---- Kutipan Sumber

Tetangga Kok Gitu

 

Tetangga-kok-gitu

Judul Buku: Tetangga kok Gitu
Penulis: Annie Nugraha 
Penerbit: Stiletto Indie Book 
Ilustrasi: Rini Uzigan dan Annie Nugraha 
Tahun Terbit : cetak September 2021, ebook 2022
Jumlah Halaman: 142
ISBN: 978-623-6400-88-3 

Blurb 


Hidup bertetangga itu banyak cerita, dinamika dan lika-likunya. Mulai dari hal remeh temeh hingga sesuatu yang serius untuk dibahas. Semua seru untuk diceritakan tanpa terkecuali. Topiknya juga beragam. Bisa soal anak, kehidupan percintaan suami istri, sampai beberapa kejadian yang bikin heboh orang sekompleks. Yang pasti, dari apa yang sudah kita alami, tentunya banyak hikmah yang bisa didapat dari bergaul dan hidup bersama dengan tetangga.

--------
---- Data Tersimpan

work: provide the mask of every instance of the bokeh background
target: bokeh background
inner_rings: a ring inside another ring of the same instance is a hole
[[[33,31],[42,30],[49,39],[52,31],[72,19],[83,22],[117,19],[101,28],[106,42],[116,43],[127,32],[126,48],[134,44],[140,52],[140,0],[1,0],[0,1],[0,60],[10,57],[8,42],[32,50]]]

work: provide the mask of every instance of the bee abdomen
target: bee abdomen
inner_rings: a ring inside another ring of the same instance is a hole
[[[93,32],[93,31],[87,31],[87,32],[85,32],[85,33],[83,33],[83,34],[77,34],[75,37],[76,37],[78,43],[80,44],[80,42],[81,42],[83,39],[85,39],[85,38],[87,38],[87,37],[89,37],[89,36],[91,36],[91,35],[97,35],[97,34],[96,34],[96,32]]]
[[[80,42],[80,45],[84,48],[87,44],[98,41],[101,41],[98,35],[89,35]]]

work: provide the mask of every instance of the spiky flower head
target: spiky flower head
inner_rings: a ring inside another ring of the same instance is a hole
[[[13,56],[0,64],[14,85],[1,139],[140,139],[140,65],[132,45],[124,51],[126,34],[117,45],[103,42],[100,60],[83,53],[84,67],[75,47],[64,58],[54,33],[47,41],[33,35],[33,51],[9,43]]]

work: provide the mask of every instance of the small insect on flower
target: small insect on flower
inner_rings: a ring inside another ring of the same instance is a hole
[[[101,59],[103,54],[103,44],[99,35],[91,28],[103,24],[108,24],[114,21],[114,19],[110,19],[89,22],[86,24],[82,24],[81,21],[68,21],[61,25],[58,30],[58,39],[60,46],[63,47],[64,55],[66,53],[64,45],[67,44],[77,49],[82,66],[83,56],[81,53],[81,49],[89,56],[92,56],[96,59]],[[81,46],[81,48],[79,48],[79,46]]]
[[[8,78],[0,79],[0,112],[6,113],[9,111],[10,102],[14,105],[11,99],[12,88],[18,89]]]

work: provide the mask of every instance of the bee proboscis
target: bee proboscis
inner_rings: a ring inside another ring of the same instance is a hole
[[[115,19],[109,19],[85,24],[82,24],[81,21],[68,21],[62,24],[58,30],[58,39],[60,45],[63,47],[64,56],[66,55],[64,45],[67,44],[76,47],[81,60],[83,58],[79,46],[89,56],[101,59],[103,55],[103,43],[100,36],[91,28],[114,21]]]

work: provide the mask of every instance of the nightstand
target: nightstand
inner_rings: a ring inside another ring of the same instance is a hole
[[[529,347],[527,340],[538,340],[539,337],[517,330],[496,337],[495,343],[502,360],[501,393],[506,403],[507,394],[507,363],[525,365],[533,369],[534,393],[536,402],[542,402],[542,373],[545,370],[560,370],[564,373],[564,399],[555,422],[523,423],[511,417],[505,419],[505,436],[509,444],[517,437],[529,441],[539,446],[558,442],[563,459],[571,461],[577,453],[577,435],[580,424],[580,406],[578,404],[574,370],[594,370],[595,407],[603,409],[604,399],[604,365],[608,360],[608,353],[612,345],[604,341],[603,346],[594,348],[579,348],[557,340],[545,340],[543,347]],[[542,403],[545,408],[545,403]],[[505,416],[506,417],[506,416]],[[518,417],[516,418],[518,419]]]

--------

**Permintaan Tertulis:**
Tolong jawab pertanyaan berikut berdasarkan kutipan sumber tentang buku Tetangga kok Gitu.
1. Siapa penerbit buku tersebut?
2. Tahun berapa versi ebook-nya terbit?
3. Topik apa saja yang disebut dalam blurb?
Baris-baris data ini merupakan bahan tersendiri, terpisah dari kutipan sumber.

**Hasil Latihan:**
1. Stiletto Indie Book.
2. Tahun 2022.
3. Soal anak, kehidupan percintaan suami istri, dan beberapa kejadian yang bikin heboh orang sekompleks.